● Aufgaben:
A – Fasse im Seitenauszug den Absatz, der mit „Selbst wenn Führungskräfte von der Mission überzeugt sind“ beginnt, in höchstens zwei Sätzen kürzer zusammen, ohne seine wesentlichen Aussagen zu verlieren.
B – Welche Arten von Kommunikationsmaterial nennt der Seitenauszug ausdrücklich als Beispiele? Zähle alle auf.
C – Kopiere aus dem Seitenauszug wortgetreu die Stelle, die bei „Wie können Führungskräfte“ beginnt und bei „Emails, Poster o.ä.“ endet.

***** Seitenauszug *****

Wie können Führungskräfte unterstützt werden?

Selbst wenn Führungskräfte von der Mission überzeugt sind, stellt sich praktisch immer noch die Frage, wie sie sie auch umsetzen können. Führungskräfte haben viele Aufgaben und nur beschränkt Zeit und Ressourcen. Praktisch sollten Compliance-Verantwortliche es den Führungskräften daher so einfach wie möglich machen, ihrer Kommunikationsaufgabe nachzukommen. Dies kann beispielsweise so erreicht werden:

  • Stellen Sie Kommunikationsmaterial bereit, das die Führungskräfte ohne viel eigenen Aufwand nutzen können. Dabei kann es sich z.B. um Präsentationsfolien handeln, aber auch um kurze Videos, Formulierungsvorschläge für Emails, Poster o.ä.
  • Da Führungskräfte in der Regel auch erste Anlaufstelle bei Compliance-Fragen ihrer Mitarbeiter sind, sollten sie darauf bestmöglich vorbereitet werden. Die Bereitstellung einer Liste mit häufig gestellten Fragen und dazugehörigen verständlichen Antworten, nimmt Führungskräften die Unsicherheit und lässt sie ihre Aufgabe souverän wahrnehmen.
  • Nehmen Sie regelmäßig an Führungskräftemeetings im Unternehmen teil und präsentieren Sie sich dort als kompetenter Ansprechpartner. Wenn die Führungskräfte wissen, an wen sie sich im Zweifelsfall wenden können, werden sie sich dem Thema tendenziell weniger verschließen.

***** Datenauszug *****

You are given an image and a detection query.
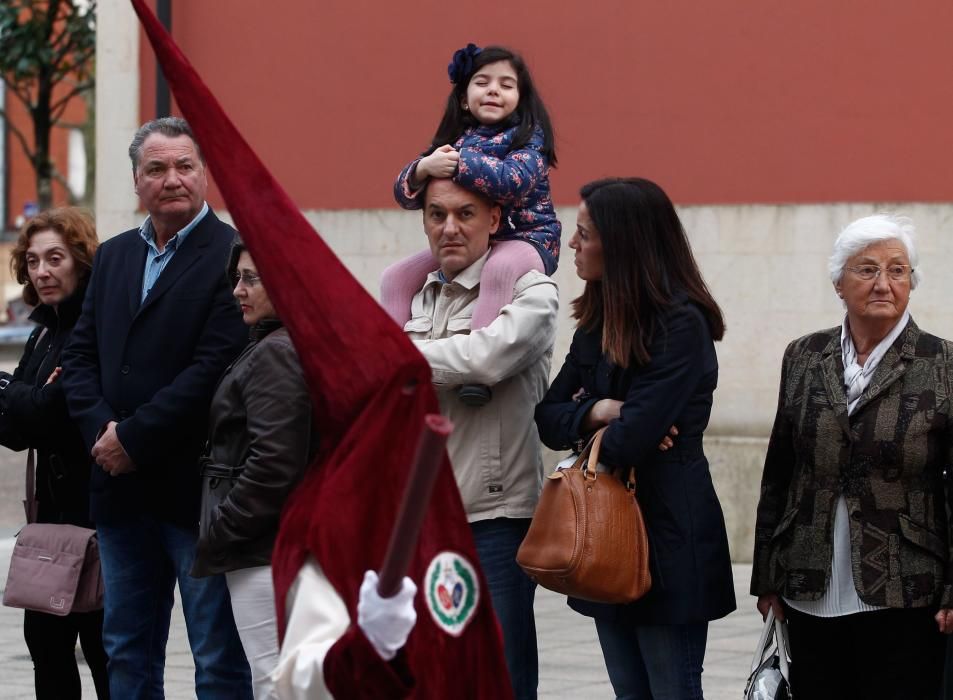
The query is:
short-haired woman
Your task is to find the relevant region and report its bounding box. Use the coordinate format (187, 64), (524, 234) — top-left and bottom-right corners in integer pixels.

*****

● Antworten:
A – Auch überzeugte Führungskräfte haben viele Aufgaben sowie wenig Zeit und Ressourcen. Compliance-Verantwortliche sollten ihnen die Kommunikationsaufgabe daher so leicht wie möglich machen.

B –
- Präsentationsfolien
- kurze Videos
- Formulierungsvorschläge für Emails
- Poster

C –
Wie können Führungskräfte unterstützt werden?

Selbst wenn Führungskräfte von der Mission überzeugt sind, stellt sich praktisch immer noch die Frage, wie sie sie auch umsetzen können. Führungskräfte haben viele Aufgaben und nur beschränkt Zeit und Ressourcen. Praktisch sollten Compliance-Verantwortliche es den Führungskräften daher so einfach wie möglich machen, ihrer Kommunikationsaufgabe nachzukommen. Dies kann beispielsweise so erreicht werden:

  • Stellen Sie Kommunikationsmaterial bereit, das die Führungskräfte ohne viel eigenen Aufwand nutzen können. Dabei kann es sich z.B. um Präsentationsfolien handeln, aber auch um kurze Videos, Formulierungsvorschläge für Emails, Poster o.ä.